Present every line of the material below as a Markdown table with two columns, Row and Line, numbering each row and leaving out blank lines.

┌──

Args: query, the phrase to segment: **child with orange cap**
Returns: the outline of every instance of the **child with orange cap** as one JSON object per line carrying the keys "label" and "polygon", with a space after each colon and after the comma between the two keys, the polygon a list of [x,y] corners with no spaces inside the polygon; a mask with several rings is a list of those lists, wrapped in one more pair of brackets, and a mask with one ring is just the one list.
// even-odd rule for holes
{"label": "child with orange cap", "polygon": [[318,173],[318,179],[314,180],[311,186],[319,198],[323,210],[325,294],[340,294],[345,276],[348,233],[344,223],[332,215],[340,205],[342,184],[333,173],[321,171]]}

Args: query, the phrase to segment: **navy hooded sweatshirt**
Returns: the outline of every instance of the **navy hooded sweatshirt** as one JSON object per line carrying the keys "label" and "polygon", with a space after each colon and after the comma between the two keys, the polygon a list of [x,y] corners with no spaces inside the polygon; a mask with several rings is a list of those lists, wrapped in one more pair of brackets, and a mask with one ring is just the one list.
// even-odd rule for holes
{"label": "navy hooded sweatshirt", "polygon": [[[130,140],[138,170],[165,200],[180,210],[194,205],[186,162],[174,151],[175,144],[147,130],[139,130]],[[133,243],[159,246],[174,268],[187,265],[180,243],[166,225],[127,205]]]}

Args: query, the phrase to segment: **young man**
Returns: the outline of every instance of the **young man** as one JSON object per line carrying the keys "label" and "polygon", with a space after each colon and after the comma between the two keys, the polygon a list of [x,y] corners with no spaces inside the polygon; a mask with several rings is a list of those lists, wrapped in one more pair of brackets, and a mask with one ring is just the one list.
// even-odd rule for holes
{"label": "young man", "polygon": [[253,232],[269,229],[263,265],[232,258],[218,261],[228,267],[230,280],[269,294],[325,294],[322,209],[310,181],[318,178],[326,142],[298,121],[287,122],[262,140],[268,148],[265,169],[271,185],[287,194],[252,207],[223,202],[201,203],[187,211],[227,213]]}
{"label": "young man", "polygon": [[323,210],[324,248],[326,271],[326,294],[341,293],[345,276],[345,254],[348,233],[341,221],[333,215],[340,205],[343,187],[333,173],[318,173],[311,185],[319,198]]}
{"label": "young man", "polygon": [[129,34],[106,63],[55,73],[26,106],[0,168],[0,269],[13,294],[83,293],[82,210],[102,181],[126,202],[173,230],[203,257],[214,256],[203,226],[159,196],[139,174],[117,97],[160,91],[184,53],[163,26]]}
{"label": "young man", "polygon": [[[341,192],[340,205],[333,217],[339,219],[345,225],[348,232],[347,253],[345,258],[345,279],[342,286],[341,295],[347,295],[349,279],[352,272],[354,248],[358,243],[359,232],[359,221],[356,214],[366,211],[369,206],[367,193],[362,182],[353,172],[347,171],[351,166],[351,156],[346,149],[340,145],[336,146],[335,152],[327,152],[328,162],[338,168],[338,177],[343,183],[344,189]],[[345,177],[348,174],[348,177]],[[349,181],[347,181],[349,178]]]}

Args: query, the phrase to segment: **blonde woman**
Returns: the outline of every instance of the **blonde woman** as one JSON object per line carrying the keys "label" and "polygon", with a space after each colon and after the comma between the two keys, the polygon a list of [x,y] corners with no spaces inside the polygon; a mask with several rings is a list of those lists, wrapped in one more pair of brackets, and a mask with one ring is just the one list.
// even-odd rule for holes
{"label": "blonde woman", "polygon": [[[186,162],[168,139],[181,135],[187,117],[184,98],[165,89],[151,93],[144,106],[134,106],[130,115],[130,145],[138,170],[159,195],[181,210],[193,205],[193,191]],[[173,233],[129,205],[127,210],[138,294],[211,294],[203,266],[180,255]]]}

└──

■ FINISHED ANSWER ■
| Row | Line |
|---|---|
| 1 | Args: query, the phrase to segment: **child with orange cap** |
| 2 | Returns: the outline of every instance of the **child with orange cap** as one JSON object per line carrying the keys "label" and "polygon", with a space after each colon and after the comma between the two keys, the polygon a list of [x,y] corners with no spaces inside the polygon; a mask with several rings is a list of those lists, wrapped in one more pair of brackets, and a mask with one ring is just the one list. |
| 3 | // even-odd rule for holes |
| 4 | {"label": "child with orange cap", "polygon": [[318,173],[318,179],[314,180],[311,186],[319,198],[323,210],[325,294],[340,294],[345,276],[348,233],[344,223],[332,215],[340,205],[342,184],[333,173],[321,171]]} |
| 5 | Args: query, the phrase to segment: **navy hooded sweatshirt** |
| 6 | Returns: the outline of every instance of the **navy hooded sweatshirt** as one JSON object per line carrying the keys "label" and "polygon", with a space after each colon and after the comma between the two keys, the polygon a list of [x,y] corners with no spaces inside the polygon; a mask with several rings is a list of those lists, wrapped in one more pair of brackets, and a mask with one ring is just the one list. |
| 7 | // even-odd rule for holes |
| 8 | {"label": "navy hooded sweatshirt", "polygon": [[[130,140],[138,170],[165,200],[180,210],[194,205],[186,162],[174,151],[175,144],[147,130],[139,130]],[[133,243],[159,246],[174,268],[187,265],[180,243],[166,225],[127,205]]]} |
| 9 | Args: query, the phrase to segment: **young man** |
| 10 | Returns: the outline of every instance of the **young man** as one JSON object per line carrying the keys "label" and "polygon", with a space after each colon and after the comma between the two keys, the polygon a list of [x,y] corners with no spaces inside the polygon; a mask with several rings is a list of those lists, wrapped in one more pair of brackets, and a mask with one ring is just the one list. |
| 11 | // even-odd rule for holes |
| 12 | {"label": "young man", "polygon": [[253,232],[269,229],[263,265],[232,258],[218,261],[228,267],[230,280],[269,294],[325,294],[322,209],[310,181],[318,178],[326,142],[298,121],[287,122],[262,140],[268,148],[265,169],[271,185],[287,194],[252,207],[223,202],[201,203],[187,211],[227,213]]} |
| 13 | {"label": "young man", "polygon": [[323,210],[324,248],[326,271],[326,294],[341,293],[345,276],[345,254],[348,233],[341,221],[333,215],[340,205],[343,187],[333,173],[318,173],[311,185],[319,198]]} |
| 14 | {"label": "young man", "polygon": [[129,34],[106,63],[55,73],[26,106],[0,168],[0,269],[13,294],[83,293],[82,210],[102,181],[126,202],[173,230],[203,257],[214,256],[203,226],[159,196],[139,174],[117,97],[160,91],[184,53],[163,26]]} |
| 15 | {"label": "young man", "polygon": [[[341,192],[340,205],[333,217],[339,219],[345,225],[348,232],[347,253],[345,258],[345,279],[342,286],[341,295],[347,295],[349,279],[352,272],[354,248],[358,243],[359,232],[359,221],[356,214],[366,211],[369,206],[367,193],[362,182],[353,172],[347,171],[351,166],[351,156],[346,149],[340,145],[336,146],[335,152],[327,152],[328,162],[338,168],[338,177],[343,183],[344,189]],[[345,177],[348,174],[348,177]],[[349,181],[347,181],[349,178]]]} |
| 16 | Args: query, the phrase to segment: **blonde woman** |
| 17 | Returns: the outline of every instance of the **blonde woman** as one JSON object per line carrying the keys "label" and "polygon", with a space after each colon and after the comma between the two keys, the polygon a list of [x,y] corners with no spaces inside the polygon; a mask with several rings is a list of those lists, wrapped in one more pair of brackets, and a mask with one ring is just the one list. |
| 18 | // even-odd rule for holes |
| 19 | {"label": "blonde woman", "polygon": [[[186,162],[168,139],[181,135],[187,117],[184,98],[165,89],[151,93],[144,106],[134,106],[130,115],[130,145],[138,170],[159,195],[181,210],[193,205],[193,191]],[[173,233],[129,205],[127,210],[138,294],[211,294],[203,266],[180,255]]]} |